Copy word for word the part of the thread on mask prediction that runs between "Thanks for replying." and "what to pickup.", inclusive.

Selected extract.
╔══

Closed bhkim94 closed 4 years ago
Hi @bhkim94,
The mask prediction is an output, not an input to the model. The mask complements an interactive action like Pickup
by indicating what to pickup in the visual frame. The mask is conditioned on the same things as the action.
Thanks for replying.
I don't understand your answer. Does it mean that interactive actions are taken on the masks? If yes, how can we decide which pixel of the masks should be selected to interact? If no, can actions be predicted not based on masks (e.g. masks without any labels)?
Thanks!
All interactive actions (Pickup
, Put
, ToggleOn
etc.) need a mask. The evaluation API selects the object that contains the most pixels inside the predicted mask, and then applies the action to that object.
You can predict actions without masks, but a Pickup
action by itself is not useful unless you can somehow indicate what to pickup.
Thank you. I've found that part in the codes.
There is one more question. Is it possible to give an agent ground-truth masks during validation?

╚══

Given data.
╔══

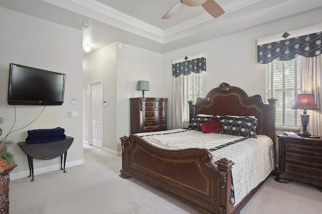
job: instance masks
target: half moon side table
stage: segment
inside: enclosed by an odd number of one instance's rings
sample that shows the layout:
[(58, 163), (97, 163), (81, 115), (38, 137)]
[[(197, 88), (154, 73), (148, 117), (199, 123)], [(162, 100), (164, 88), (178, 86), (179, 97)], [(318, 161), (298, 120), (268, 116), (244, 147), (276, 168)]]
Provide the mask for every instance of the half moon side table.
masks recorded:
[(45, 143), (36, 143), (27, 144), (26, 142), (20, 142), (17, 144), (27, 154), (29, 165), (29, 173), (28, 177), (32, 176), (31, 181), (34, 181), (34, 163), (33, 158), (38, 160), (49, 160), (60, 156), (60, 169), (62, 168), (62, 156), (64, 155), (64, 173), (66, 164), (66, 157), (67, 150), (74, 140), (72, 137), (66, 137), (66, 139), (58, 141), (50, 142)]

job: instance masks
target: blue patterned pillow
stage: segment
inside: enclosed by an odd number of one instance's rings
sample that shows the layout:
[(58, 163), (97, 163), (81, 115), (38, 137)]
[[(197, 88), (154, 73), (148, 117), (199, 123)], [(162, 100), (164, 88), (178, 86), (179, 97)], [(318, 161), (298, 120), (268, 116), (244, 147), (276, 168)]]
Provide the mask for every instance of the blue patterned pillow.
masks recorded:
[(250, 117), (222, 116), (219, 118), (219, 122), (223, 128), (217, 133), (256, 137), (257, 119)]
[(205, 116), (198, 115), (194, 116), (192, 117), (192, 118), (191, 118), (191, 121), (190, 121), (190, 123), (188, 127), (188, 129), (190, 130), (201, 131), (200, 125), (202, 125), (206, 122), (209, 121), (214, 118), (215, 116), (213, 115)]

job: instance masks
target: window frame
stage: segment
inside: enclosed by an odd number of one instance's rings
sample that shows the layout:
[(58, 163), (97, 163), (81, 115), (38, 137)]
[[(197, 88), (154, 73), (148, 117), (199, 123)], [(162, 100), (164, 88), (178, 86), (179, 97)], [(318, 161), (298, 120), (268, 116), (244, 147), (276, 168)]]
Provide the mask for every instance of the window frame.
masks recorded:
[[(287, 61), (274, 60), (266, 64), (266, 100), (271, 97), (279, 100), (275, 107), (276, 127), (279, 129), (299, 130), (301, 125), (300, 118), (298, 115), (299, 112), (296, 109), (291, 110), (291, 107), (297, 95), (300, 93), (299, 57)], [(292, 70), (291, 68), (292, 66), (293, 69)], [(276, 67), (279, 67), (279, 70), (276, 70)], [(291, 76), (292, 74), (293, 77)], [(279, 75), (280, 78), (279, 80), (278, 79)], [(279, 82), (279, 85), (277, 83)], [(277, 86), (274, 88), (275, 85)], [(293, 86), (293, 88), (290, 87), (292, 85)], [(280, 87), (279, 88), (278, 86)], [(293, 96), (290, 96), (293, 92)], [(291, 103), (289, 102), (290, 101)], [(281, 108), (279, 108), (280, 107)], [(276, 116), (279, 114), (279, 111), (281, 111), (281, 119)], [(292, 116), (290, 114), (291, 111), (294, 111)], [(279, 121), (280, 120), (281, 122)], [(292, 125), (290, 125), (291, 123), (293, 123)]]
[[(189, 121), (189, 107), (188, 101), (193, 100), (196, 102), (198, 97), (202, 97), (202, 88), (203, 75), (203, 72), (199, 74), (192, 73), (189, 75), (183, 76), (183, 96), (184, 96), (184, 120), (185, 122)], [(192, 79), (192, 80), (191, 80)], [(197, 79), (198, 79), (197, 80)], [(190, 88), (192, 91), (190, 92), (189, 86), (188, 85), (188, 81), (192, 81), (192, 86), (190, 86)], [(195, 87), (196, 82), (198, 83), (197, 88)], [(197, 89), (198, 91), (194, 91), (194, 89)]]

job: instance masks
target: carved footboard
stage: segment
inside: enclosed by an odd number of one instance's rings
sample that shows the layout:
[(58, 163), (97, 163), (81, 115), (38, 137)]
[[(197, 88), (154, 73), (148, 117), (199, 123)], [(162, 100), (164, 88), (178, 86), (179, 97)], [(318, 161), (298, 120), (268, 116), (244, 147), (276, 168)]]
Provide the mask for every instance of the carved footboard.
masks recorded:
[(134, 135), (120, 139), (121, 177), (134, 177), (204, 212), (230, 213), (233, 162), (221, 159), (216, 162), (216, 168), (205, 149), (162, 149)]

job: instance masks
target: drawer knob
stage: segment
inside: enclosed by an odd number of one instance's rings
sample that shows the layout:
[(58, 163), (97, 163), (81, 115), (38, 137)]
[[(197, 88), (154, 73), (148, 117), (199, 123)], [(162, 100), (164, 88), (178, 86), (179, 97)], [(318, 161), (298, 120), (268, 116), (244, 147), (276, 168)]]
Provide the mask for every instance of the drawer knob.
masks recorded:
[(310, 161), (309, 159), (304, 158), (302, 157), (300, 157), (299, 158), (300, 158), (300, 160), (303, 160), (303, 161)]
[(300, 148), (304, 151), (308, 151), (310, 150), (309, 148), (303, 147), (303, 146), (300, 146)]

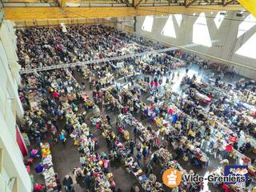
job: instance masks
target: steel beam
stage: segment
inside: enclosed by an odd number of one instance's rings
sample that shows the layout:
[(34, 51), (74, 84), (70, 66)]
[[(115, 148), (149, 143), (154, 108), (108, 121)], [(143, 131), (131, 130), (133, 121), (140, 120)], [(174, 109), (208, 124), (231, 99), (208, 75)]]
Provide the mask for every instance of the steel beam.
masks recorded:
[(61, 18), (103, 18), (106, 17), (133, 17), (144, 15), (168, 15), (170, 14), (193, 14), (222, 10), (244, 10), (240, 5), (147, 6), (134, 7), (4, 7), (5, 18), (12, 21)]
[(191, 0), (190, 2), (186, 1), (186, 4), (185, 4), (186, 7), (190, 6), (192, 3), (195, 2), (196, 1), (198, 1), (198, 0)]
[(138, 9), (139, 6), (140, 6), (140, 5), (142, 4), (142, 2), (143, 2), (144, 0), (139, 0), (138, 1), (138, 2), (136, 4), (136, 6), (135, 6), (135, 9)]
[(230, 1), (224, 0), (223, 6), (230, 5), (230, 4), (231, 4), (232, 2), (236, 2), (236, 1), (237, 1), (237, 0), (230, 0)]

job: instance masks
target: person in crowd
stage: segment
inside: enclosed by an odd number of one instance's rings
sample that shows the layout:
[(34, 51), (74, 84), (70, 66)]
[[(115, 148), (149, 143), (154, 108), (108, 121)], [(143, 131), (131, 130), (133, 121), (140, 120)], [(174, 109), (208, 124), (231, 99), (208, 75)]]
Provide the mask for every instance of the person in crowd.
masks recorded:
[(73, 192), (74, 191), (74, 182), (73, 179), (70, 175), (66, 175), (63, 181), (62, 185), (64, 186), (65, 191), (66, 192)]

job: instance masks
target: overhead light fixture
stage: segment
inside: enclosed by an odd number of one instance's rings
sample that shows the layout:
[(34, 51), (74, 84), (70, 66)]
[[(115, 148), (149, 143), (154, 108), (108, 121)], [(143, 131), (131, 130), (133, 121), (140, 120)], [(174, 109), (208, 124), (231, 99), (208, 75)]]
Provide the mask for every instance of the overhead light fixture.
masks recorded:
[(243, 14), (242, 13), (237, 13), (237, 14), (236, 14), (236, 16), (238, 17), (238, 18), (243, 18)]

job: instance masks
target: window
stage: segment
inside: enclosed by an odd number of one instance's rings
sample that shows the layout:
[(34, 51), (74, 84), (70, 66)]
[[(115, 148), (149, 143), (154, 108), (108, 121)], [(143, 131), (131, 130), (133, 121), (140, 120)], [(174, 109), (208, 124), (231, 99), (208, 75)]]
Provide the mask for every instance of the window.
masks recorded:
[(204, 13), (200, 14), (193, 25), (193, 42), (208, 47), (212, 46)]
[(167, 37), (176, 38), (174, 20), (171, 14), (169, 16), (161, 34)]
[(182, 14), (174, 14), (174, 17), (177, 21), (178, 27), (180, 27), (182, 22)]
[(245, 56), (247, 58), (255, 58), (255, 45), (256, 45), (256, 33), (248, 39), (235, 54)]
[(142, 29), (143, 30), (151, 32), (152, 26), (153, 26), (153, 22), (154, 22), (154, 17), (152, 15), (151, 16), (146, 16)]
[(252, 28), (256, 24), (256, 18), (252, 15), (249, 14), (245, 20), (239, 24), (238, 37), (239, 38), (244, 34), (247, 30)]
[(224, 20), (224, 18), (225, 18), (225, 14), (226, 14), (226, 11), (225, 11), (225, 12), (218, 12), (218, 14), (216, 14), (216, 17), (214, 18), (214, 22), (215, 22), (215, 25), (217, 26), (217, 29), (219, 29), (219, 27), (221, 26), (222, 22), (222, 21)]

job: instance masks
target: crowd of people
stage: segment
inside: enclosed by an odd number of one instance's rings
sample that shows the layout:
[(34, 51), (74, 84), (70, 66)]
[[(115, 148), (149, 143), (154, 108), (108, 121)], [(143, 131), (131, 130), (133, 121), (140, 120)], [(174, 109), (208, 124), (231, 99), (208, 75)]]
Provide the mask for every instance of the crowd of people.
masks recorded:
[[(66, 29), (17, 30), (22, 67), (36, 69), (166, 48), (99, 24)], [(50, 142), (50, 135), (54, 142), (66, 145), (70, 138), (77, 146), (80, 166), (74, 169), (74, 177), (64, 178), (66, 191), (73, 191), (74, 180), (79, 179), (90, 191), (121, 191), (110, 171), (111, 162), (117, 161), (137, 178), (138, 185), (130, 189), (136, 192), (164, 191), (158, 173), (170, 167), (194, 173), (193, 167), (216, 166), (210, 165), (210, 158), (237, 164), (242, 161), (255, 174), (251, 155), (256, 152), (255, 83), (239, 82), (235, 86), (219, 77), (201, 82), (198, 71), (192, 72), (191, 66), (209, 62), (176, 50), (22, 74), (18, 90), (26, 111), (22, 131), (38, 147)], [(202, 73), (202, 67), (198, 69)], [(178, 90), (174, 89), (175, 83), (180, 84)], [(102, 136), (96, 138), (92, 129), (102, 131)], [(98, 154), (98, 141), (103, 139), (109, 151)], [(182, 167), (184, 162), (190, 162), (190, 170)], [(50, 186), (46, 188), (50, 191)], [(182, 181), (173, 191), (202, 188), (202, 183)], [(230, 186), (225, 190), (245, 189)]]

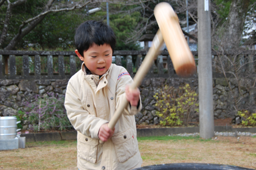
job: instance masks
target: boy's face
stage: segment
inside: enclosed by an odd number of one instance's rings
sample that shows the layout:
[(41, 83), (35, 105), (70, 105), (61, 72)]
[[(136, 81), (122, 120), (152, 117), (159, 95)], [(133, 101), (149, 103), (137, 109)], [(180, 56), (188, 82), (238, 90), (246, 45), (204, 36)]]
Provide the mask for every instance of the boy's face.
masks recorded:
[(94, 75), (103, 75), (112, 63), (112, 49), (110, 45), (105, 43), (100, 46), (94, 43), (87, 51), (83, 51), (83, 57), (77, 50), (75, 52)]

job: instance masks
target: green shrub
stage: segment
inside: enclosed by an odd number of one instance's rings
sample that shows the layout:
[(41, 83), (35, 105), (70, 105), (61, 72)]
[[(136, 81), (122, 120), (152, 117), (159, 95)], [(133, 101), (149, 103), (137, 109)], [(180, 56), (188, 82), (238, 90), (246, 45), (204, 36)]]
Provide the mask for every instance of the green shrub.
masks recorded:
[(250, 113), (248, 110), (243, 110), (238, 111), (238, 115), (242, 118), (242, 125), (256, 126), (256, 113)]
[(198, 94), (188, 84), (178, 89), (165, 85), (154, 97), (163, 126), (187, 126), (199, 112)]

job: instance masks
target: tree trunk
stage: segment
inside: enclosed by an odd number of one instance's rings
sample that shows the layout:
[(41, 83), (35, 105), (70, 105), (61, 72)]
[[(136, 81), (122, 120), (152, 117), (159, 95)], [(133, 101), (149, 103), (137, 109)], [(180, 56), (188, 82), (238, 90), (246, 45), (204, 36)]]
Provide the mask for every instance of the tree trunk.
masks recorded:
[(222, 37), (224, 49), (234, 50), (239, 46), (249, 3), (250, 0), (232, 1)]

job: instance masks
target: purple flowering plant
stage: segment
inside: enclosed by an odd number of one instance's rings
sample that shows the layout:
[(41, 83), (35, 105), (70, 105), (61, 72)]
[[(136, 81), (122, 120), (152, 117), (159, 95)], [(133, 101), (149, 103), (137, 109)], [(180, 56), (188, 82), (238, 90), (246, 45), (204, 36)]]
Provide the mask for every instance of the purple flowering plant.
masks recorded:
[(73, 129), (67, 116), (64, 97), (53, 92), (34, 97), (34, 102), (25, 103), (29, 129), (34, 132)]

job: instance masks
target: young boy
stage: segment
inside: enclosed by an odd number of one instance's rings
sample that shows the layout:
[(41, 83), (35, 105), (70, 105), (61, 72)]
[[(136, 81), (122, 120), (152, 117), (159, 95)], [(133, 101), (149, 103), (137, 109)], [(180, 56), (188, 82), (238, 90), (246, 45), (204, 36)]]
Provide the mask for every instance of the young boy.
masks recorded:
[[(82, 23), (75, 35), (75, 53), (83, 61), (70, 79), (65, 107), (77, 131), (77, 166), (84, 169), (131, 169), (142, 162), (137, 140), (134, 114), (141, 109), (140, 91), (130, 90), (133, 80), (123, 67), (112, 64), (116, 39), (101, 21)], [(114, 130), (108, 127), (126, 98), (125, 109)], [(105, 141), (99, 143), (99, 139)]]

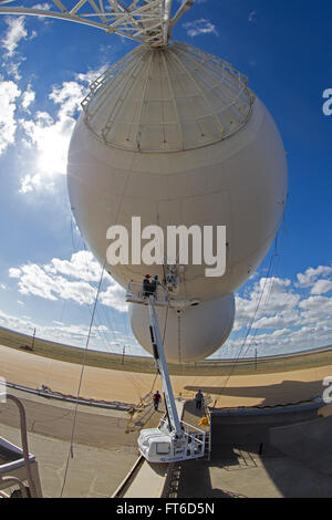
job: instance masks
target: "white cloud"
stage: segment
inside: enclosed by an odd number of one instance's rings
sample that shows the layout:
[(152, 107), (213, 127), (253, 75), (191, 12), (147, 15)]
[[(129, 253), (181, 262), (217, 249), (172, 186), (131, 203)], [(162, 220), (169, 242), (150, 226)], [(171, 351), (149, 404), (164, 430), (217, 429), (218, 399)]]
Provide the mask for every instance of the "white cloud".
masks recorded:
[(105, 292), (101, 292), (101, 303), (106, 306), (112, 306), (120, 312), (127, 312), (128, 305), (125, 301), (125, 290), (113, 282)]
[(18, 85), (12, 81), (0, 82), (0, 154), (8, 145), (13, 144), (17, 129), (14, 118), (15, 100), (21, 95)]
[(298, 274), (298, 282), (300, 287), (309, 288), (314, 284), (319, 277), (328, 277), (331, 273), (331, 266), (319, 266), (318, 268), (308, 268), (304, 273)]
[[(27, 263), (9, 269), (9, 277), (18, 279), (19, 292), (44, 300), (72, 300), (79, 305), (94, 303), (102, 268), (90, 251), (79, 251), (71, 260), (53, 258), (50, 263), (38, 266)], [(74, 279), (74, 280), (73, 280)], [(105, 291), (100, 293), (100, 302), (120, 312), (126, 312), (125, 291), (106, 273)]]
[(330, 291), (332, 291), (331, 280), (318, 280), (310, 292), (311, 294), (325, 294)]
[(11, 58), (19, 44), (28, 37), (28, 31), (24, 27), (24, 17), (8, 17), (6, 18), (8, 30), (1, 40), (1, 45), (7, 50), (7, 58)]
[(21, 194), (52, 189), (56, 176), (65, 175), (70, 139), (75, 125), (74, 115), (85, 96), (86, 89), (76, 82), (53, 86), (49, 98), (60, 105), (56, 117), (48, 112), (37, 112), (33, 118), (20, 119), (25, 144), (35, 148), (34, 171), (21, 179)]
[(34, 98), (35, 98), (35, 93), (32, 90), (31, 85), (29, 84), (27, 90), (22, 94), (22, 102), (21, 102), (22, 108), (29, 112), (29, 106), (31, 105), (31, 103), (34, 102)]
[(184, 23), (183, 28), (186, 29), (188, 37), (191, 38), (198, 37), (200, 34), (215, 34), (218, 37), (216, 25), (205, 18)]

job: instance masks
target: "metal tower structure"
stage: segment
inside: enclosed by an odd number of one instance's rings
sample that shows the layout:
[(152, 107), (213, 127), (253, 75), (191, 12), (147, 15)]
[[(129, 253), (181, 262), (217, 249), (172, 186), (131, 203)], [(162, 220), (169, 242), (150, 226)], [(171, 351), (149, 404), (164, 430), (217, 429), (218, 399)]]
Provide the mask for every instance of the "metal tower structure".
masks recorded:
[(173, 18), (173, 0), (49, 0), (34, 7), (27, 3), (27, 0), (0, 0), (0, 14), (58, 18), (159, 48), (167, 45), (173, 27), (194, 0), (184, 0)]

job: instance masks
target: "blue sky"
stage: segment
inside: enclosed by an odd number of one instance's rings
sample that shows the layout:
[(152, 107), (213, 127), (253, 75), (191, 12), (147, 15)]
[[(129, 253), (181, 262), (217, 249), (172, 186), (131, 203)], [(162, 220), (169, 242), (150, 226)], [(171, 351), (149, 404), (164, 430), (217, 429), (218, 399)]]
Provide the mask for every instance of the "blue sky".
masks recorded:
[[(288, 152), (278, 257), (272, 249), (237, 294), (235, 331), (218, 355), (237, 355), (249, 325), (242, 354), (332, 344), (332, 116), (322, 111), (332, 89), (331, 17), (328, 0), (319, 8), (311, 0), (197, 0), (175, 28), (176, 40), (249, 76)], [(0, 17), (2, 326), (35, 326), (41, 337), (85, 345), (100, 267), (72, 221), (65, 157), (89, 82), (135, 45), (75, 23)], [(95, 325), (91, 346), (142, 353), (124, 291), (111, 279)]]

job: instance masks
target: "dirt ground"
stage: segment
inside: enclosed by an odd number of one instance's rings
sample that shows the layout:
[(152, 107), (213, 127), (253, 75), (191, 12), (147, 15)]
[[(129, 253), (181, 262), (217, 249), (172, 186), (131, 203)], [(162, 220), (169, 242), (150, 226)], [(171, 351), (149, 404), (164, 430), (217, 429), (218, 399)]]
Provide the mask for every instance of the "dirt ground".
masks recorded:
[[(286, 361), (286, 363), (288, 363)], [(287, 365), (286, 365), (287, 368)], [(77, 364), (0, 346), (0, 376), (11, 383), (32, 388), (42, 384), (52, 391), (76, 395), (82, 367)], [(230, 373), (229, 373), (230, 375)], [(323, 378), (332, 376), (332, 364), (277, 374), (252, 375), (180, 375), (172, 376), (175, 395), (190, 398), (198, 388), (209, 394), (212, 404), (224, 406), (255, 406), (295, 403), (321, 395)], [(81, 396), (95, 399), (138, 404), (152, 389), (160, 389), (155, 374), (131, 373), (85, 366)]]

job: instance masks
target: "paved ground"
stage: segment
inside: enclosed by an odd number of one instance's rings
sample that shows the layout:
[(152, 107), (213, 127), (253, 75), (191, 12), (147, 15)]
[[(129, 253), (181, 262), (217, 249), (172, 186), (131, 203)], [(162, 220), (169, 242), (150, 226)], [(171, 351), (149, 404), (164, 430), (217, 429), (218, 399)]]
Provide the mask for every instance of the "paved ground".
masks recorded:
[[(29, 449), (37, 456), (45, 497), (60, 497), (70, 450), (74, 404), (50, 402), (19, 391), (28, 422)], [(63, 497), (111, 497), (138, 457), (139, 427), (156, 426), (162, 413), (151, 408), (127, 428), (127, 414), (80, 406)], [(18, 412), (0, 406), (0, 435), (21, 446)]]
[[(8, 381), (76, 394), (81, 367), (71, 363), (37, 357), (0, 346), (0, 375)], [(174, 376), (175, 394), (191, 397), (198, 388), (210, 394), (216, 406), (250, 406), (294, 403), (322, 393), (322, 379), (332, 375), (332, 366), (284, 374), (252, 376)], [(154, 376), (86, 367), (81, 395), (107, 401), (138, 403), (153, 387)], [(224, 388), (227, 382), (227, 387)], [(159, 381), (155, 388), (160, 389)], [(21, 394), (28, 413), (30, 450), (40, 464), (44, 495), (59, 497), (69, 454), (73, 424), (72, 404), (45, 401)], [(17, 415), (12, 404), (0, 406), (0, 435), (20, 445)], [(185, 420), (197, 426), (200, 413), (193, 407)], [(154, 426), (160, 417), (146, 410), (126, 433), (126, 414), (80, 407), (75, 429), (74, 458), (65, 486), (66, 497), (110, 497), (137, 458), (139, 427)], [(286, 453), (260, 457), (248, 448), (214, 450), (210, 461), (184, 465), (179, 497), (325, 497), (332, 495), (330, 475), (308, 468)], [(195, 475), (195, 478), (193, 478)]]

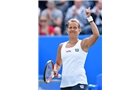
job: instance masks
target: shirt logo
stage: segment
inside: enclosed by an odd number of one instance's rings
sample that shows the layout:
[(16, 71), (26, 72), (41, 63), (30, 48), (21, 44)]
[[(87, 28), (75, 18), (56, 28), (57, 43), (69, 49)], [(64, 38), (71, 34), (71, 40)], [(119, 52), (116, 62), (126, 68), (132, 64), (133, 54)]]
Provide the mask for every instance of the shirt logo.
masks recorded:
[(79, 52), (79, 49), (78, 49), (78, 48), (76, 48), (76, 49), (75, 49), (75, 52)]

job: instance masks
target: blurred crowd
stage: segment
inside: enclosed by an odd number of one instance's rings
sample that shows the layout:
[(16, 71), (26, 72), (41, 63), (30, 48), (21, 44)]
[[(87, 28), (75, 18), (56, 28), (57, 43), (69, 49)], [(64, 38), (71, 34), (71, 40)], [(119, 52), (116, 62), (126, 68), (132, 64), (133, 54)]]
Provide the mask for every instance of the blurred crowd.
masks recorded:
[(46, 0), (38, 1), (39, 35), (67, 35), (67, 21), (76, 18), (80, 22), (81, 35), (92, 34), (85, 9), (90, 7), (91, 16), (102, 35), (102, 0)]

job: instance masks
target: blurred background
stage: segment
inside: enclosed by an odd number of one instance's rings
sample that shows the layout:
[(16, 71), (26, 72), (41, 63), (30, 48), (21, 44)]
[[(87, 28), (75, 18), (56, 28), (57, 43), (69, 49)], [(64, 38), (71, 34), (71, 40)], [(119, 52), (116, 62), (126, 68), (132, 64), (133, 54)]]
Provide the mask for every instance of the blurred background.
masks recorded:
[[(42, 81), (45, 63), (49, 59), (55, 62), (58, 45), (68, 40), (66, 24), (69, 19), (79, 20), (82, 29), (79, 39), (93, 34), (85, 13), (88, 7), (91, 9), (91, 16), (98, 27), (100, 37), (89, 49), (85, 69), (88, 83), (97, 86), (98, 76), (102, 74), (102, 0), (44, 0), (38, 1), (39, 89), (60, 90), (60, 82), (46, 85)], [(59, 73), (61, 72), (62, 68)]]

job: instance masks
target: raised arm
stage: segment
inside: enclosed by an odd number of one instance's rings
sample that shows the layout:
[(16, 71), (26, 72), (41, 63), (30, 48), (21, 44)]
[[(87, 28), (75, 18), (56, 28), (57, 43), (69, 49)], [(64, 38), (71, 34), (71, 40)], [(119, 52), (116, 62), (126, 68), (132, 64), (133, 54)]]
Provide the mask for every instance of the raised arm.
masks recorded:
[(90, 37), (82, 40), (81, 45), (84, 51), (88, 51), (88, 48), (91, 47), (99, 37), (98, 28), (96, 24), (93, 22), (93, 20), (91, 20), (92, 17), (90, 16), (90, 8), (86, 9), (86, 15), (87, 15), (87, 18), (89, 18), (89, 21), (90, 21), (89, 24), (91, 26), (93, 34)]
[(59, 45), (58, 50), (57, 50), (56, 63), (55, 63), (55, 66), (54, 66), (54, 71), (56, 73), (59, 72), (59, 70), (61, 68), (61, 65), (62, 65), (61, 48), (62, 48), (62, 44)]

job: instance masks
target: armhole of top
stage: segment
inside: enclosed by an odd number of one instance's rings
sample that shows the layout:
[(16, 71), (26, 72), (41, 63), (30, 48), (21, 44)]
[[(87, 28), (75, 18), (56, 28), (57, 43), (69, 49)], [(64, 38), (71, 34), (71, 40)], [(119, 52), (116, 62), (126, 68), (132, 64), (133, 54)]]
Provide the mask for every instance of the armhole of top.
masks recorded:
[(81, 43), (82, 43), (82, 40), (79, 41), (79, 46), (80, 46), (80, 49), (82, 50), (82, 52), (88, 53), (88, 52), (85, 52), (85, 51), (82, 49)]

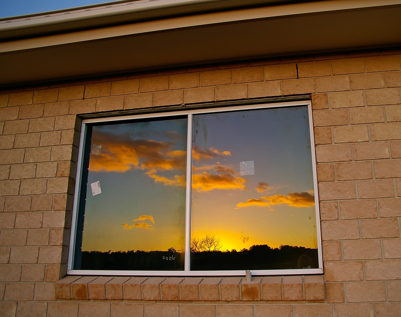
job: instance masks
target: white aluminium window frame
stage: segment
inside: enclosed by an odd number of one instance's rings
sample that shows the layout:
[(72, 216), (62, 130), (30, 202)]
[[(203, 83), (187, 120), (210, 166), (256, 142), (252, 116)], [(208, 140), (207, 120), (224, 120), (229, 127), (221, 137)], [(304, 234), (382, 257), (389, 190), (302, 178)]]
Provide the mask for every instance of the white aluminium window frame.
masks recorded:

╚══

Worked solution.
Thanks for replying.
I don't understand your answer. Does it mean that interactive actions are taken on the masks? If yes, how can we decide which pixel of the masks should be selected to interact? If no, can actions be predicted not based on masks (e.g. masks without any labels)?
Thanks!
All interactive actions (Pickup
, Put
, ToggleOn
etc.) need a mask. The evaluation API selects the object that contains the most pixels inside the predicted mask, and then applies the action to that object.
You can predict actions without masks, but a Pickup
action by itself is not useful unless you can somehow indicate what to pickup.